[Opening Raw data section]

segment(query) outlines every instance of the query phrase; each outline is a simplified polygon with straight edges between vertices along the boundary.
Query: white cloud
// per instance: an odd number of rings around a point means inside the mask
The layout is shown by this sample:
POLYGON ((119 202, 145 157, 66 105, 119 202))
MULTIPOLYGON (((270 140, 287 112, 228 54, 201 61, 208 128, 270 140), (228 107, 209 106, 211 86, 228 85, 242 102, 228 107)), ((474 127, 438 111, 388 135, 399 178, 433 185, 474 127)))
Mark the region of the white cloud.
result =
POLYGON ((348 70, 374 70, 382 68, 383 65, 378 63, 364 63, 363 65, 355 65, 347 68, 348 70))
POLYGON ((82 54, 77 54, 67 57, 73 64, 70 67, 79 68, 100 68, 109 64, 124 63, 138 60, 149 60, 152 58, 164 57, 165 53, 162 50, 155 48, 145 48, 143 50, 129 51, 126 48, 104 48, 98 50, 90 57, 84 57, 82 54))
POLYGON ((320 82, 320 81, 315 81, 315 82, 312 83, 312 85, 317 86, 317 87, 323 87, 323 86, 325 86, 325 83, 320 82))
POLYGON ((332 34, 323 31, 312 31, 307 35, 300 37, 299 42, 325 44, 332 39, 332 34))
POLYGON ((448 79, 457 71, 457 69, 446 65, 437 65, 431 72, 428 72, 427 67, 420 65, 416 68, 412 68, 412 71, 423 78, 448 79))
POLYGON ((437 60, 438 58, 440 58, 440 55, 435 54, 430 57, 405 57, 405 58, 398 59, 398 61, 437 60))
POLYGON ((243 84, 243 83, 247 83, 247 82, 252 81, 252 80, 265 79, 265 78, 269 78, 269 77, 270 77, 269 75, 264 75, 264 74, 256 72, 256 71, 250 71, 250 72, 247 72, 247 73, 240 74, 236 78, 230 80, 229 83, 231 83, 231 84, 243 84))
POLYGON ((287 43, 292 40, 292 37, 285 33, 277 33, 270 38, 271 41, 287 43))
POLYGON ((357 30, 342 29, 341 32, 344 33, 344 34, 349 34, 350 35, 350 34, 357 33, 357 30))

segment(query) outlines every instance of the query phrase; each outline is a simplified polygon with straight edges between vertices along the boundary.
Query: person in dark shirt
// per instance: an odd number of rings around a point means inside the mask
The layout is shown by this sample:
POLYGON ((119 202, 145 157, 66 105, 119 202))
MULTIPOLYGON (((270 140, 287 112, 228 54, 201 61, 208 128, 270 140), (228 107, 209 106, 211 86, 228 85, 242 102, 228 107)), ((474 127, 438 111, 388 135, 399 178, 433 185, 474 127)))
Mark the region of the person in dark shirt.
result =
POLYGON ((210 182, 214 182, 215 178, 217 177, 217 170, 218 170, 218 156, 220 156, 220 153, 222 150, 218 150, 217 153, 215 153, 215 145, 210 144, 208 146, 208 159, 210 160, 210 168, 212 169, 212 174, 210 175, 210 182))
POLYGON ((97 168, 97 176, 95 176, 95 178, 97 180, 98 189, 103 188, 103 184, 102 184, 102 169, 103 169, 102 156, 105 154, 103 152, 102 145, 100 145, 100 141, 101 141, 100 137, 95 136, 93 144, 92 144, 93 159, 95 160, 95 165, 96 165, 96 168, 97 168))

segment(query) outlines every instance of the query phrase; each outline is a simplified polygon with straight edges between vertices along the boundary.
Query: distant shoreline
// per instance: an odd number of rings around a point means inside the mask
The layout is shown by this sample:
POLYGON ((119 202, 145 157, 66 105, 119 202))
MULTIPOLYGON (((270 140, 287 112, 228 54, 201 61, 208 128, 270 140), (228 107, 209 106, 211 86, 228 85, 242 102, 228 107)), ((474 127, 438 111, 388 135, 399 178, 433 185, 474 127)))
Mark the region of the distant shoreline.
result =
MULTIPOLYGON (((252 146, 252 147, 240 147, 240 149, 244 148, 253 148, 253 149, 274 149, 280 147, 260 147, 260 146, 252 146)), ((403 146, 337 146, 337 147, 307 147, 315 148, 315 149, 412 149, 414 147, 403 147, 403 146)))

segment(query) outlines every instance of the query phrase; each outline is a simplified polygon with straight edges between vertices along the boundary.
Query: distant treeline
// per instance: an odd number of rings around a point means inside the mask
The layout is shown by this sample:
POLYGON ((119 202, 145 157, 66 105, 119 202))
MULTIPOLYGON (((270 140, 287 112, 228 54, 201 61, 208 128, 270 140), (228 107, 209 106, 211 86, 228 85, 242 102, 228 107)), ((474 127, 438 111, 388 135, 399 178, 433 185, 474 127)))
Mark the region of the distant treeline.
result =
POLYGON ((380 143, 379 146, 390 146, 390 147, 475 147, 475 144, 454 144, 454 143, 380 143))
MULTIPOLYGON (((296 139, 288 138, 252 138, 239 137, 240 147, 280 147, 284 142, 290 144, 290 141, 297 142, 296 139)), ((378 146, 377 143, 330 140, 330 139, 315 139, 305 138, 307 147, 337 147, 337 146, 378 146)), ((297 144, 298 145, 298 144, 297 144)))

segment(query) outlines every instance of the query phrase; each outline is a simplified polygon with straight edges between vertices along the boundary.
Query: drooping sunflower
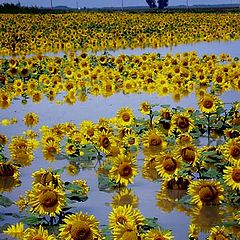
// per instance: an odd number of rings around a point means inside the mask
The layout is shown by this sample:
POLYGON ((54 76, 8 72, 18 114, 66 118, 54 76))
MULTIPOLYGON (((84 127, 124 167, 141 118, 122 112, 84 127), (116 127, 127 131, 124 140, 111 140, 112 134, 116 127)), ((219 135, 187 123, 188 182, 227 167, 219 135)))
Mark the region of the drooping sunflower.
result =
POLYGON ((171 231, 161 230, 160 228, 150 229, 144 234, 144 240, 171 240, 173 238, 174 236, 171 231))
POLYGON ((101 240, 103 239, 98 228, 99 222, 94 215, 82 212, 67 215, 59 228, 59 238, 63 240, 101 240))
POLYGON ((181 133, 177 139, 176 139, 176 144, 179 146, 184 146, 188 144, 192 144, 193 138, 189 133, 181 133))
POLYGON ((87 181, 84 179, 77 179, 72 182, 73 185, 81 187, 81 196, 87 196, 89 192, 89 187, 87 185, 87 181))
POLYGON ((198 240, 200 230, 201 229, 198 225, 191 223, 188 228, 188 238, 192 240, 198 240))
POLYGON ((32 173, 32 177, 34 178, 32 182, 33 186, 36 184, 41 184, 43 186, 52 184, 54 187, 63 187, 60 175, 55 174, 52 168, 49 168, 47 170, 40 168, 39 170, 32 173))
POLYGON ((188 187, 191 203, 198 206, 217 205, 224 200, 224 188, 217 180, 199 179, 192 181, 188 187))
POLYGON ((212 227, 210 229, 210 235, 207 238, 208 240, 230 240, 232 239, 228 234, 227 229, 222 226, 212 227))
POLYGON ((139 136, 134 131, 126 132, 122 138, 122 143, 125 147, 135 147, 136 150, 139 148, 139 136))
POLYGON ((7 136, 0 133, 0 145, 6 145, 7 143, 8 143, 7 136))
POLYGON ((54 235, 49 235, 48 230, 44 229, 41 225, 38 228, 26 228, 24 231, 24 240, 56 240, 54 235))
POLYGON ((47 186, 35 184, 27 193, 27 199, 30 211, 40 215, 55 216, 65 206, 64 190, 51 183, 47 186))
POLYGON ((196 165, 198 161, 198 148, 194 144, 186 144, 183 146, 178 146, 175 150, 176 158, 180 159, 182 162, 196 165))
POLYGON ((205 93, 200 97, 198 101, 198 106, 203 113, 214 113, 217 107, 222 106, 222 101, 213 94, 205 93))
POLYGON ((140 104, 139 110, 142 114, 147 115, 150 114, 151 105, 149 102, 145 101, 140 104))
POLYGON ((113 208, 125 205, 131 205, 133 208, 138 206, 138 197, 132 189, 123 188, 112 197, 111 206, 113 208))
POLYGON ((156 156, 147 156, 144 158, 144 165, 142 167, 142 176, 150 181, 155 181, 160 178, 156 170, 156 156))
POLYGON ((127 186, 129 183, 133 183, 137 173, 136 158, 129 154, 120 154, 114 158, 109 178, 120 185, 127 186))
POLYGON ((229 139, 220 149, 228 162, 237 164, 240 159, 240 137, 229 139))
POLYGON ((225 183, 233 190, 240 190, 240 162, 233 166, 226 166, 223 173, 225 183))
POLYGON ((179 159, 171 153, 163 153, 156 157, 156 170, 166 180, 176 176, 181 164, 179 159))
POLYGON ((47 161, 54 161, 56 155, 61 152, 61 147, 58 142, 49 140, 48 142, 42 143, 42 153, 47 161))
POLYGON ((133 110, 128 107, 123 107, 117 112, 117 120, 120 126, 128 126, 131 125, 134 121, 133 110))
POLYGON ((66 172, 69 176, 75 176, 79 173, 80 168, 76 163, 70 163, 66 166, 66 172))
POLYGON ((12 238, 23 239, 24 237, 24 224, 22 222, 10 225, 6 230, 3 230, 4 234, 12 238))
POLYGON ((84 133, 87 141, 91 141, 94 137, 96 126, 92 121, 82 121, 80 124, 80 131, 84 133))

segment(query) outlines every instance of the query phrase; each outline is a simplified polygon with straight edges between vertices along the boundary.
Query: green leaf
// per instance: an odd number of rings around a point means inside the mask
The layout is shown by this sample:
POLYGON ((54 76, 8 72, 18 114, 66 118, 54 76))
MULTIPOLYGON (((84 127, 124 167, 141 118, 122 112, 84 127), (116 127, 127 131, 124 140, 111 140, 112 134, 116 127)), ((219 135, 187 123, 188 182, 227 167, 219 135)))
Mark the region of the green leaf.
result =
POLYGON ((38 225, 42 222, 42 220, 43 219, 40 218, 38 215, 32 213, 22 218, 22 221, 27 225, 38 225))
POLYGON ((14 202, 11 199, 0 194, 0 205, 1 206, 10 207, 12 204, 14 204, 14 202))
POLYGON ((0 221, 3 221, 3 220, 4 220, 3 215, 0 215, 0 221))
POLYGON ((64 167, 59 168, 59 169, 55 169, 55 170, 53 170, 53 173, 57 174, 57 175, 61 175, 64 172, 64 169, 65 169, 64 167))
POLYGON ((207 172, 202 173, 204 178, 216 178, 219 175, 219 172, 214 168, 209 168, 207 172))
POLYGON ((190 201, 191 201, 191 196, 185 195, 178 200, 178 203, 180 203, 180 204, 190 204, 190 201))

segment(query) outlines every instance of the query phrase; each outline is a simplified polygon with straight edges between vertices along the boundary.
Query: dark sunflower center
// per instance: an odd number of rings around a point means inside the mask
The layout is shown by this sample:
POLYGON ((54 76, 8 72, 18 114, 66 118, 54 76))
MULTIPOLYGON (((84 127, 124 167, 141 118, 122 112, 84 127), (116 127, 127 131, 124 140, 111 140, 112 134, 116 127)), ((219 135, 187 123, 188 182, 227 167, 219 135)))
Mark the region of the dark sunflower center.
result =
POLYGON ((83 221, 77 221, 71 227, 71 237, 74 240, 88 239, 90 234, 90 227, 83 221))
POLYGON ((100 143, 104 148, 107 148, 110 146, 110 141, 109 141, 108 137, 106 137, 106 136, 101 137, 100 143))
POLYGON ((129 120, 130 120, 130 115, 129 115, 128 113, 124 113, 124 114, 122 115, 122 119, 123 119, 124 122, 129 122, 129 120))
MULTIPOLYGON (((239 84, 240 84, 240 82, 239 82, 239 84)), ((239 85, 239 87, 240 87, 240 85, 239 85)), ((240 117, 236 117, 236 118, 234 118, 233 119, 233 125, 240 125, 240 117)))
POLYGON ((94 135, 94 130, 93 130, 92 128, 88 129, 88 130, 87 130, 87 135, 88 135, 89 137, 92 137, 92 136, 94 135))
POLYGON ((0 165, 0 176, 13 176, 14 175, 14 167, 7 163, 2 163, 0 165))
POLYGON ((234 182, 240 182, 240 169, 234 169, 232 172, 232 179, 234 182))
POLYGON ((42 185, 47 185, 53 181, 53 175, 50 172, 44 173, 41 176, 40 183, 42 185))
POLYGON ((32 240, 44 240, 44 238, 41 237, 41 236, 35 236, 35 237, 31 238, 31 239, 32 240))
POLYGON ((121 224, 124 224, 126 222, 126 218, 124 216, 120 216, 118 219, 117 219, 117 222, 118 223, 121 223, 121 224))
POLYGON ((162 140, 158 136, 153 136, 149 142, 150 146, 160 146, 161 144, 162 144, 162 140))
POLYGON ((199 190, 199 196, 203 203, 212 203, 218 196, 218 191, 214 186, 203 186, 199 190))
POLYGON ((213 106, 213 101, 211 99, 205 99, 203 101, 203 106, 210 109, 213 106))
POLYGON ((130 145, 133 145, 133 144, 135 143, 135 138, 129 138, 129 139, 128 139, 128 143, 129 143, 130 145))
POLYGON ((195 160, 195 152, 191 147, 182 149, 181 156, 185 162, 192 163, 195 160))
POLYGON ((234 158, 238 158, 240 157, 240 147, 238 145, 233 145, 230 147, 230 154, 234 157, 234 158))
POLYGON ((221 83, 221 82, 222 82, 222 80, 223 80, 223 79, 222 79, 222 77, 221 77, 221 76, 217 76, 217 77, 216 77, 216 81, 217 81, 218 83, 221 83))
POLYGON ((179 117, 176 124, 180 129, 185 129, 189 127, 189 120, 186 117, 179 117))
POLYGON ((223 234, 219 233, 214 237, 214 240, 227 240, 228 238, 225 237, 223 234))
POLYGON ((58 197, 55 192, 48 190, 42 194, 40 201, 45 207, 54 207, 58 202, 58 197))
POLYGON ((163 238, 163 237, 156 237, 156 238, 154 238, 154 240, 164 240, 165 238, 163 238))
POLYGON ((163 168, 167 172, 173 172, 177 168, 177 163, 172 157, 167 157, 164 159, 163 168))
POLYGON ((190 137, 189 136, 186 136, 186 135, 183 135, 180 137, 180 142, 181 143, 187 143, 187 142, 190 142, 190 137))
POLYGON ((49 147, 48 148, 48 152, 51 153, 51 154, 55 154, 57 152, 56 148, 55 147, 49 147))
POLYGON ((129 163, 122 163, 119 166, 119 174, 121 177, 128 177, 132 173, 132 167, 129 165, 129 163))

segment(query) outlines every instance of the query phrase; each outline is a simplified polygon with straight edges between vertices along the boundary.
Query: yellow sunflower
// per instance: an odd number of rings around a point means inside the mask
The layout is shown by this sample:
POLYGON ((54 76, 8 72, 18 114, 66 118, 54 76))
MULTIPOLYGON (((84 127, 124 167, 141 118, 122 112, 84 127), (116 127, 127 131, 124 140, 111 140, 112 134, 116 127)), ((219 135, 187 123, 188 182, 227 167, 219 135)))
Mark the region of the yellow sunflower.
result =
POLYGON ((144 147, 154 148, 162 151, 166 147, 164 135, 157 129, 149 129, 142 137, 144 147))
POLYGON ((63 224, 59 228, 59 238, 63 240, 101 240, 101 232, 98 228, 99 222, 94 215, 82 212, 67 215, 63 219, 63 224))
POLYGON ((76 163, 70 163, 66 166, 66 172, 69 176, 75 176, 79 173, 80 168, 76 163))
POLYGON ((191 223, 188 228, 188 238, 198 240, 198 235, 201 229, 198 225, 191 223))
POLYGON ((49 140, 48 142, 42 143, 42 153, 46 160, 52 162, 55 160, 56 155, 61 152, 61 147, 58 142, 49 140))
POLYGON ((41 225, 38 228, 26 228, 24 231, 24 240, 56 240, 54 235, 49 235, 41 225))
POLYGON ((222 101, 213 94, 205 93, 200 97, 198 101, 198 106, 203 113, 214 113, 217 107, 222 106, 222 101))
POLYGON ((142 167, 142 176, 150 181, 155 181, 160 178, 156 170, 156 156, 148 156, 144 158, 144 165, 142 167))
POLYGON ((87 185, 87 181, 84 179, 77 179, 72 182, 73 185, 81 187, 81 195, 87 196, 89 192, 89 187, 87 185))
POLYGON ((30 211, 40 215, 55 216, 65 206, 65 192, 62 188, 55 188, 53 184, 47 186, 35 184, 27 193, 30 211))
POLYGON ((151 111, 151 105, 149 102, 145 101, 140 104, 139 110, 142 114, 148 115, 151 111))
POLYGON ((127 186, 133 183, 134 177, 137 175, 136 158, 131 155, 118 155, 114 161, 112 168, 109 172, 109 178, 116 183, 127 186))
POLYGON ((32 173, 32 177, 34 178, 32 185, 41 184, 43 186, 47 186, 52 184, 54 187, 63 187, 63 183, 60 175, 53 173, 52 168, 39 170, 32 173))
POLYGON ((111 206, 113 208, 125 205, 131 205, 133 208, 138 206, 138 197, 132 189, 123 188, 112 196, 111 206))
POLYGON ((221 147, 224 158, 231 164, 236 164, 240 159, 240 137, 229 139, 221 147))
POLYGON ((216 226, 210 229, 210 235, 207 238, 208 240, 230 240, 232 239, 228 234, 227 229, 223 226, 216 226))
POLYGON ((188 112, 175 113, 172 116, 170 132, 190 132, 193 129, 193 120, 188 112))
POLYGON ((0 133, 0 145, 6 145, 7 143, 8 143, 7 136, 0 133))
POLYGON ((148 230, 144 234, 144 240, 171 240, 174 236, 169 230, 161 230, 160 228, 148 230))
POLYGON ((233 190, 240 190, 240 162, 233 166, 226 166, 223 173, 225 183, 233 190))
POLYGON ((134 131, 128 131, 122 138, 122 143, 125 147, 135 146, 137 150, 139 147, 139 136, 134 131))
POLYGON ((134 222, 118 224, 113 230, 113 240, 139 240, 140 236, 134 222))
POLYGON ((199 157, 198 148, 194 144, 178 146, 175 150, 175 154, 176 158, 192 166, 196 165, 199 157))
POLYGON ((169 180, 176 176, 180 167, 180 161, 171 153, 163 153, 156 157, 156 170, 163 179, 169 180))
POLYGON ((10 225, 6 230, 3 230, 4 234, 12 238, 23 239, 24 237, 24 224, 22 222, 10 225))
POLYGON ((117 112, 117 120, 120 126, 128 126, 131 125, 134 121, 133 110, 128 107, 123 107, 117 112))
POLYGON ((202 205, 217 205, 224 200, 224 188, 217 180, 192 181, 188 187, 191 203, 202 205))

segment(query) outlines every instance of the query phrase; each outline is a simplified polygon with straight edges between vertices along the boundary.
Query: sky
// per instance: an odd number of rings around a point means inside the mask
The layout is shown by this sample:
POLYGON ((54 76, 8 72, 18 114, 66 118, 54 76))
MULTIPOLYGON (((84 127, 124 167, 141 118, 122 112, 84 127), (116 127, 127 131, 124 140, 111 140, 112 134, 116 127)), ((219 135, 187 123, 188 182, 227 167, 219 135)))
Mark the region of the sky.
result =
MULTIPOLYGON (((50 7, 51 0, 19 0, 22 6, 38 6, 50 7)), ((124 6, 147 6, 145 0, 52 0, 53 6, 68 6, 68 7, 121 7, 122 1, 124 6)), ((240 0, 169 0, 169 6, 186 4, 223 4, 223 3, 239 3, 240 0)), ((0 0, 2 3, 14 3, 18 0, 0 0)))

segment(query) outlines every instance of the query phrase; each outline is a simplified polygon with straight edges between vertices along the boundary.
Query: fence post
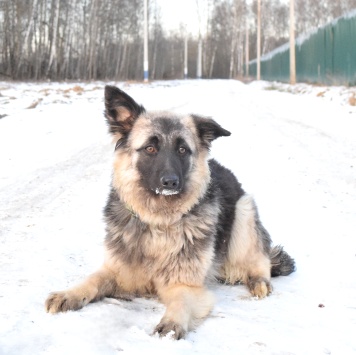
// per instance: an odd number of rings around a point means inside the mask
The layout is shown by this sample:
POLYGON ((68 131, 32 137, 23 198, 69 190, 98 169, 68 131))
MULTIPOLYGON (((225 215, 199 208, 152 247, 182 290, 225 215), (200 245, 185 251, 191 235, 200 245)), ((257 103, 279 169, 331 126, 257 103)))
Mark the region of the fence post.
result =
POLYGON ((294 85, 296 83, 294 0, 289 0, 289 73, 290 83, 294 85))
POLYGON ((148 82, 148 16, 147 0, 143 2, 143 80, 148 82))
POLYGON ((261 80, 261 0, 257 1, 257 80, 261 80))

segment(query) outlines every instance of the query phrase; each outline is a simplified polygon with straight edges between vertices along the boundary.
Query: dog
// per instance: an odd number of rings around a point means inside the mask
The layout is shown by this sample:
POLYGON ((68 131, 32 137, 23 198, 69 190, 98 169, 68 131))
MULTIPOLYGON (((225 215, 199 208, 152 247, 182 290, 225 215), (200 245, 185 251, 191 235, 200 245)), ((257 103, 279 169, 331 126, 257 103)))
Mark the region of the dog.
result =
POLYGON ((264 298, 271 276, 295 270, 283 247, 272 247, 253 198, 209 159, 212 141, 229 131, 209 117, 148 112, 115 86, 105 87, 105 116, 116 142, 105 261, 78 286, 51 293, 47 312, 158 296, 166 311, 154 333, 181 339, 209 315, 210 281, 243 283, 264 298))

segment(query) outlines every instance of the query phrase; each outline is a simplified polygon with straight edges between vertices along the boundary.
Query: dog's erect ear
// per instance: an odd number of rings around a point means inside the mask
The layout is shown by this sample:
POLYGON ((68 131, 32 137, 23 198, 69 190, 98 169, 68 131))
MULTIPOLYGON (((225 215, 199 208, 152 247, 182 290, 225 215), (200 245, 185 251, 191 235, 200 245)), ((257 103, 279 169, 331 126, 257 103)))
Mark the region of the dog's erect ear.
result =
POLYGON ((211 142, 219 137, 230 136, 231 133, 226 129, 222 128, 218 123, 216 123, 211 118, 200 117, 192 115, 194 123, 197 127, 199 138, 201 143, 206 148, 209 148, 211 142))
POLYGON ((109 132, 116 136, 126 136, 134 121, 145 109, 116 86, 105 86, 105 117, 109 132))

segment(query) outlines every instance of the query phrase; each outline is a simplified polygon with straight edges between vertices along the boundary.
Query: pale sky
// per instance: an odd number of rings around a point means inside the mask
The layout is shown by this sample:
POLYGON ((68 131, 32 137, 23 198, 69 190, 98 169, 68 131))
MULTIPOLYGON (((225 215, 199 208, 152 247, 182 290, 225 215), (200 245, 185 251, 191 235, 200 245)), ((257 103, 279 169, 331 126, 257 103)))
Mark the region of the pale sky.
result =
MULTIPOLYGON (((202 16, 206 1, 199 1, 202 16)), ((196 0, 157 0, 161 8, 162 22, 169 30, 177 30, 180 24, 186 24, 189 33, 196 35, 199 31, 199 20, 196 0)))
MULTIPOLYGON (((180 24, 187 24, 188 32, 192 35, 199 33, 199 20, 197 3, 200 7, 202 16, 202 23, 206 23, 207 17, 207 0, 156 0, 157 4, 161 8, 162 22, 165 29, 178 30, 180 24)), ((248 0, 250 3, 252 0, 248 0)), ((282 0, 282 2, 288 4, 289 0, 282 0)), ((204 25, 202 26, 202 32, 204 33, 204 25)))

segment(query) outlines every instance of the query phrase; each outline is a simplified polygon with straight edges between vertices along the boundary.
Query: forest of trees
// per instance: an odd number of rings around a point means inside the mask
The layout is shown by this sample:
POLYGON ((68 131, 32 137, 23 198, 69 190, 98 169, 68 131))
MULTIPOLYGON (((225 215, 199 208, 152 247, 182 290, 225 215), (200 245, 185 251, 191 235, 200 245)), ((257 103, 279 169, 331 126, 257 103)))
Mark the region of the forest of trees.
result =
MULTIPOLYGON (((235 78, 256 57, 257 0, 192 0, 201 23, 202 76, 235 78)), ((288 41, 289 4, 261 0, 261 52, 288 41)), ((356 0, 295 0, 296 34, 356 8, 356 0)), ((196 76, 198 35, 167 31, 149 0, 150 79, 196 76)), ((142 80, 143 0, 0 0, 0 79, 142 80)))

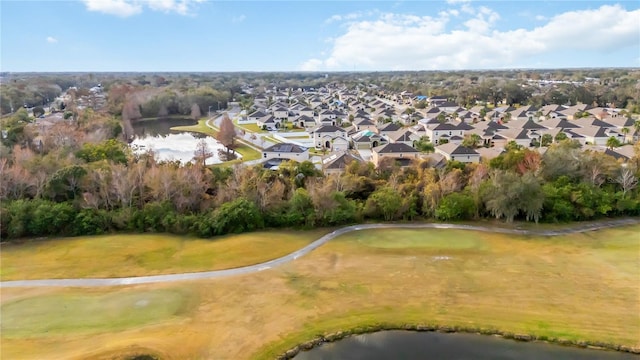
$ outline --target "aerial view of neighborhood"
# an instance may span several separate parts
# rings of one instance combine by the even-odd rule
[[[1,359],[638,359],[637,2],[0,23]]]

[Closing Raw data section]

Task directions = Nothing but a number belongs in the answer: the tally of lines in the data holding "cloud".

Reply to the task = 2